:: Text ::
Japan’s Nationalist Renewal

The Japanese Emperor Akihito has officially abdicated his throne as of today (30 April 2019), I believe midnight tonight. As such he is the first Japanese emperor to abdicate in 200 years. His 30 year reign will be replaced by his son, Prince Naruhito, who will ascend the Chrysanthemum Throne on Wednesday ushering in a new era called Reiwa, which means the era of ‘beautiful harmony.’ And so, needless to say all day today the current emperor Akihito is performing a number of rituals, some public but most private, that involve properly abdicating the throne, announcing the abdication to the Shinto gods who guard and ultimately govern Japan in the traditionalist Japanese worldview. This really marks the end of an era. This emperor was the son of Hirohito, the emperor at the center of World War II in the pacific,  and he was seen as a symbol of Japan’s re-birth; he was the first in the royal family to marry a commoner, a merchant’s daughter, quite wealthy of course, but not of royal blood. The marriage was seen as a gesture of brining the imperial family closer to the wider Japanese population, sort of descending from their pervious divine position to now being one of the people. In fact, my mother-in-law attended the same school as the empress, she was just a year or so behind her, and was actually one of her acquaintances. So that is kind of a couple second or third degree of separation for me there.

What really intrigued me in all of this is the role of the Japanese Emperor in a resurgent nationalist conservativism that is just been sweeping Japan’s governing elite. Japan is interesting because there really is a revitalized nationalism and rightwing conservatism in Japan, but not a populism, so much. It is not what we are seeing here in the West where our governing elites are all a bunch of globalist aristocrats who govern for their own advantage and not the advantage of the citizens of a nation, and have provoked a massive backlash among populations who are reasserting their nation’s customs, culture, and traditions as mechanisms of resistance against globalization and its secular aristocracy. That is not what is going on in Japan. Instead, in Japan, the ruling class is currently experiencing what is really nothing short of an astounding renaissance or revitalization of conservative nationalist rightwing sentiments that is sort of trickling down to the wider population. Japan IS indeed one of the nations going through a major nationalist surge, but it is not so much from the bottom up, from the people to the ballot box, as it were. It is more top down starting from the nation’s leaders to the people.

:: To be done ::
• A. In the text on Japan's nationalist renewal, what does the name of the new era, Reiwa, mean?
• B. Pick up the text on Japan's nationalist renewal right after its final sentence and continue it.

:: Records provided ::
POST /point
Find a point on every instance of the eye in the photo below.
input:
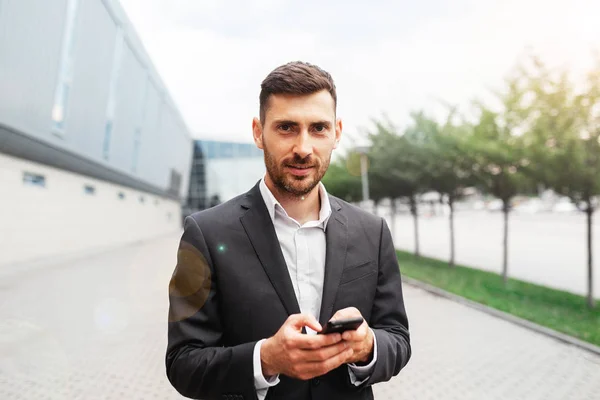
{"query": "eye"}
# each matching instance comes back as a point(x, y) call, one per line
point(320, 128)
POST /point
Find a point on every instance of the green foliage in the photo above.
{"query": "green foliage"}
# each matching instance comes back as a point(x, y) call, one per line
point(395, 164)
point(565, 134)
point(341, 183)
point(562, 311)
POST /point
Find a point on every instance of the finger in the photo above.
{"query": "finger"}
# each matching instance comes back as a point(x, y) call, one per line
point(324, 353)
point(337, 360)
point(356, 335)
point(298, 321)
point(318, 368)
point(311, 342)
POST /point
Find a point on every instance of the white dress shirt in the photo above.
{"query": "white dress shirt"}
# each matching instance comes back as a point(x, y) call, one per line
point(303, 247)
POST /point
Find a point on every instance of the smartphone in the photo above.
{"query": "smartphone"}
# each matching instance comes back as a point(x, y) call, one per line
point(341, 325)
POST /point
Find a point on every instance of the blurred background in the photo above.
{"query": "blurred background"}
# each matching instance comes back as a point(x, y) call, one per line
point(472, 127)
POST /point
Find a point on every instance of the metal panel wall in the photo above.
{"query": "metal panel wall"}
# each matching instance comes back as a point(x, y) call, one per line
point(144, 146)
point(94, 50)
point(30, 44)
point(130, 102)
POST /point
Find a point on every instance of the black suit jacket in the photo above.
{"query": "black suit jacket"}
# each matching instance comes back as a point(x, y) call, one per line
point(231, 288)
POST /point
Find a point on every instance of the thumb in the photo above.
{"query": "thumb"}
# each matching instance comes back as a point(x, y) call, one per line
point(299, 321)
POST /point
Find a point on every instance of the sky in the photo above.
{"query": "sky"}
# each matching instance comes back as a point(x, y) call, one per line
point(387, 58)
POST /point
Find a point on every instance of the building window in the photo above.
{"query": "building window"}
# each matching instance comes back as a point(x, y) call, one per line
point(34, 179)
point(138, 130)
point(111, 106)
point(65, 71)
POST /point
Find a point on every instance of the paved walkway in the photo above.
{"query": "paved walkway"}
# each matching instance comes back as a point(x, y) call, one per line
point(95, 329)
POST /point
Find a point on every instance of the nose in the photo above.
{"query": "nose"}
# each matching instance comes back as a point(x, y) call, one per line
point(303, 145)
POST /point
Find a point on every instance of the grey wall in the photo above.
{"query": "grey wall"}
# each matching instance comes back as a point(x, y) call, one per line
point(31, 37)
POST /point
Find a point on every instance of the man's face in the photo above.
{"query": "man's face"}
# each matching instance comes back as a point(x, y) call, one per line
point(298, 136)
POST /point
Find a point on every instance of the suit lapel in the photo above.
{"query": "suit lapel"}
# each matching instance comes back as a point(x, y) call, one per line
point(335, 258)
point(261, 232)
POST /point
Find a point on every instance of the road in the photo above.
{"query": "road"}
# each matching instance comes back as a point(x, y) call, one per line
point(546, 248)
point(95, 328)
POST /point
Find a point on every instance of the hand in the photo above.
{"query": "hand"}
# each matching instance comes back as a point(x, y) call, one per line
point(360, 340)
point(302, 356)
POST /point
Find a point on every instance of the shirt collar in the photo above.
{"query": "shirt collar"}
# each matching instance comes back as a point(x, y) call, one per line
point(273, 204)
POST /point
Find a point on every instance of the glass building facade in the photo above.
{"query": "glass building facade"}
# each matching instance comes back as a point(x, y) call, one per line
point(221, 171)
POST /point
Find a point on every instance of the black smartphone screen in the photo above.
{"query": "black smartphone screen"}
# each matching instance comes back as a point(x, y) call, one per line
point(341, 325)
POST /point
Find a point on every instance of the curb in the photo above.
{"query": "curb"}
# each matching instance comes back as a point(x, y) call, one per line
point(503, 315)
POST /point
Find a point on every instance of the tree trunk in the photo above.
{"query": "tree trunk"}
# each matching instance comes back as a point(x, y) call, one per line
point(590, 212)
point(415, 214)
point(451, 205)
point(505, 210)
point(393, 209)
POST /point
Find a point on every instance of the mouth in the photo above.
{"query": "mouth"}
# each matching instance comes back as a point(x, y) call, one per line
point(300, 170)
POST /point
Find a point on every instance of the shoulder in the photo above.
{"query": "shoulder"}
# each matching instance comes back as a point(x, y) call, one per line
point(357, 214)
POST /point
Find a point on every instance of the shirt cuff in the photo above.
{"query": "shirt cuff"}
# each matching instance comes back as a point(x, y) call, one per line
point(260, 383)
point(360, 374)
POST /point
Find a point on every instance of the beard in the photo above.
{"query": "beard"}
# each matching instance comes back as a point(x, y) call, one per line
point(289, 183)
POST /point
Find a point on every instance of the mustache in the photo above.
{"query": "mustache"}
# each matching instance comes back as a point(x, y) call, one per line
point(297, 160)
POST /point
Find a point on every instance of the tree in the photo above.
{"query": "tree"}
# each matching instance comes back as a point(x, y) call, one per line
point(445, 165)
point(395, 170)
point(499, 160)
point(565, 142)
point(340, 180)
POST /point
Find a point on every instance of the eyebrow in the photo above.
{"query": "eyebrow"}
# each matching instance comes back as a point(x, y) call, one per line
point(293, 123)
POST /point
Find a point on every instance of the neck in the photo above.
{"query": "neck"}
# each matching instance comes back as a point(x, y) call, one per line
point(301, 208)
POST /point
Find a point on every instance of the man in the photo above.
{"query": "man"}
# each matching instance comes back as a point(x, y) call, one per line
point(258, 276)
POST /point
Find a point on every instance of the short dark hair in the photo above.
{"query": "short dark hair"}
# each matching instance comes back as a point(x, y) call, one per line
point(296, 78)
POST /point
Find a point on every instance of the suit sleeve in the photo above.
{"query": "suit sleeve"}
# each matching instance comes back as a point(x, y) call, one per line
point(388, 316)
point(198, 365)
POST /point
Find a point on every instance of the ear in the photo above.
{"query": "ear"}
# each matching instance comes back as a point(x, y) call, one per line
point(338, 133)
point(257, 133)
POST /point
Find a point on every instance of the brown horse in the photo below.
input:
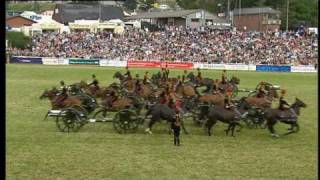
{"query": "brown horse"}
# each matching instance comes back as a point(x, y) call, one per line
point(289, 116)
point(120, 103)
point(264, 102)
point(57, 102)
point(216, 99)
point(185, 91)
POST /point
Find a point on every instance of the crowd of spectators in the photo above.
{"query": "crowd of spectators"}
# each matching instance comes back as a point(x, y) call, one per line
point(212, 46)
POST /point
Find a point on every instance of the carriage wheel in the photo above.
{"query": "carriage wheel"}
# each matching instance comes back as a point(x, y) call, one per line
point(101, 115)
point(82, 112)
point(126, 121)
point(235, 92)
point(68, 120)
point(252, 94)
point(264, 83)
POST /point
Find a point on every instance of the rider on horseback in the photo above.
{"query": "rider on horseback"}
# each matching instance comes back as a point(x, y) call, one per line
point(179, 82)
point(113, 98)
point(63, 87)
point(283, 103)
point(261, 91)
point(199, 77)
point(146, 78)
point(224, 77)
point(63, 95)
point(215, 87)
point(184, 76)
point(227, 99)
point(128, 74)
point(137, 84)
point(94, 82)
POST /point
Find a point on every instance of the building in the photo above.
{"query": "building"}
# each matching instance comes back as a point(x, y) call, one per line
point(19, 21)
point(195, 18)
point(256, 19)
point(65, 13)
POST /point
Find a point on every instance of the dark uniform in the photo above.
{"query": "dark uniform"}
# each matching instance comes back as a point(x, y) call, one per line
point(199, 77)
point(63, 95)
point(175, 126)
point(282, 102)
point(137, 84)
point(227, 100)
point(215, 87)
point(128, 74)
point(145, 78)
point(261, 92)
point(184, 76)
point(94, 82)
point(114, 97)
point(224, 77)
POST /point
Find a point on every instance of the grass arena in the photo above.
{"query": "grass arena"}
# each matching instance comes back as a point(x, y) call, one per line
point(35, 149)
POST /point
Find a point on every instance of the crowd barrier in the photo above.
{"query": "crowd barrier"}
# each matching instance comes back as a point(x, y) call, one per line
point(158, 64)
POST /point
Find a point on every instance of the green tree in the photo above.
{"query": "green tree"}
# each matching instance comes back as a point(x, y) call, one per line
point(18, 39)
point(130, 4)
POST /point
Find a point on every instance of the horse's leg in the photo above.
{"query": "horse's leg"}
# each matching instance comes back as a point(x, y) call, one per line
point(271, 129)
point(45, 117)
point(150, 124)
point(184, 129)
point(238, 124)
point(232, 129)
point(227, 130)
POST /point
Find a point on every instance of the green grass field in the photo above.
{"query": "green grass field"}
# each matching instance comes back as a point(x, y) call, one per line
point(35, 149)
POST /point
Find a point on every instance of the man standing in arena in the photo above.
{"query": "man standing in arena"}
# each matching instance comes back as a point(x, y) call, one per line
point(128, 73)
point(224, 77)
point(175, 126)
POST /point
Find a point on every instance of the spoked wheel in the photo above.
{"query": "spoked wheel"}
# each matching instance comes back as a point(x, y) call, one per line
point(69, 120)
point(126, 121)
point(235, 92)
point(101, 116)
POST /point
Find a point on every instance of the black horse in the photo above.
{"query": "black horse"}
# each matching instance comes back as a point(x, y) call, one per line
point(289, 116)
point(219, 113)
point(162, 112)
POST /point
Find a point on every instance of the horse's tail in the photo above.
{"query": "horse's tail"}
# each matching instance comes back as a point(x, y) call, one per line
point(148, 112)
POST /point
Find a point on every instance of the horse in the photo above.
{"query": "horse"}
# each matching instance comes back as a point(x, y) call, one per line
point(289, 116)
point(164, 112)
point(219, 113)
point(57, 102)
point(203, 82)
point(231, 84)
point(264, 102)
point(216, 99)
point(185, 90)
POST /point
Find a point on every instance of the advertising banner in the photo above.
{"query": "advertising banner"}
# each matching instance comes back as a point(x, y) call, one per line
point(237, 67)
point(271, 68)
point(177, 65)
point(159, 64)
point(113, 63)
point(147, 64)
point(50, 61)
point(22, 59)
point(84, 61)
point(303, 69)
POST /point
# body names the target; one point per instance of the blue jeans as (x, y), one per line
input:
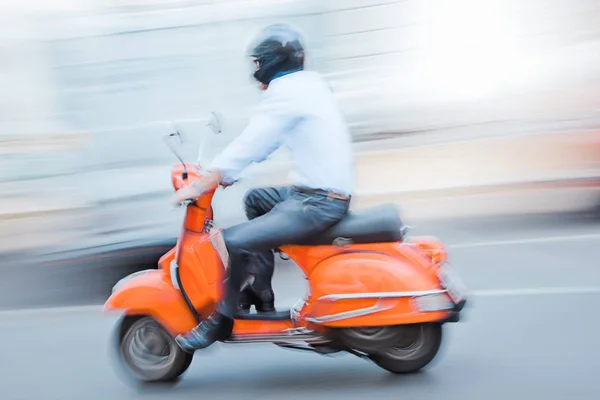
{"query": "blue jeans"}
(277, 217)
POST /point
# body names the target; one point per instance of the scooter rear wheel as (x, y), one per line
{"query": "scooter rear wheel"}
(414, 349)
(149, 352)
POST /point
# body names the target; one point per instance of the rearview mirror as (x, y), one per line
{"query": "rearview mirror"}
(214, 123)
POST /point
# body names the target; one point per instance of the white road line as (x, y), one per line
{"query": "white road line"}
(510, 242)
(535, 291)
(540, 291)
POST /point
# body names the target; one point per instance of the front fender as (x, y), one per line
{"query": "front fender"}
(372, 289)
(151, 293)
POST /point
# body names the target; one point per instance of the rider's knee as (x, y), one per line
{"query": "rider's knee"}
(250, 203)
(234, 242)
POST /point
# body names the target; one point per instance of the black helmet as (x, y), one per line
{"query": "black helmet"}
(277, 48)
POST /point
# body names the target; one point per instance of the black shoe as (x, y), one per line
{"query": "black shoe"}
(264, 301)
(216, 327)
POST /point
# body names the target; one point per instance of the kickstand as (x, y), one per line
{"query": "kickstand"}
(359, 354)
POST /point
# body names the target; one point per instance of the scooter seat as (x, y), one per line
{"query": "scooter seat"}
(374, 225)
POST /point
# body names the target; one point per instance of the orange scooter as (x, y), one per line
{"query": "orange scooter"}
(373, 293)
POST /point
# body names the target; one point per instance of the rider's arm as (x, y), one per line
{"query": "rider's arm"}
(262, 136)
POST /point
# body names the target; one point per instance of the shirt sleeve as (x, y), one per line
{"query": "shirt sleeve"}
(263, 135)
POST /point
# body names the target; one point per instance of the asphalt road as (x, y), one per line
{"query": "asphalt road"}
(531, 333)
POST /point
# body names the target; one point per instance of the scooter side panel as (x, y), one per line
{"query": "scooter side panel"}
(373, 273)
(152, 294)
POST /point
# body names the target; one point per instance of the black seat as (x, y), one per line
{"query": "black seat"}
(374, 225)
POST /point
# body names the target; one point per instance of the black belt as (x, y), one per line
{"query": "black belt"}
(325, 193)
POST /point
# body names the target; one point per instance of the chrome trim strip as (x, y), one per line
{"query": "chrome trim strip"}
(173, 267)
(368, 310)
(288, 336)
(348, 314)
(380, 295)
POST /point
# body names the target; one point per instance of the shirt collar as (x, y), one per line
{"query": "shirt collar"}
(284, 73)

:: Answers in order ::
• A. It means the era of "beautiful harmony."

• B.
I have spent a lot of time in Japan. My wife was born and raised in Tokyo. We were married in Japan. I have family in Japan. I have studied the language and its culture and history. It really is an amazing country and an amazing people. What is so fascinating is the Emperor is really the link for the Japanese people to their past. You have to understand that the Emperor of Japan is a fully embodied symbol of the Japanese people and their history. In the Japanese imperial historical account, his lineage goes all the way back to the first emperor established by the Shinto gods back in the eighth or ninth century BC. That is during the times of Homer in Greece or just after Solomon in Israel  Of course that is the idealistic account. Modern historiographers would place the first emperor at around the first century BC. Regardless, as you can see, we are talking about an astonishingly unbroken and intact imperial line that embodies the entire history of Japan and its people for over two thousand years. It is no surprising that the emperor has been the object of such veneration among not just the Japanese people but also the ruling elite.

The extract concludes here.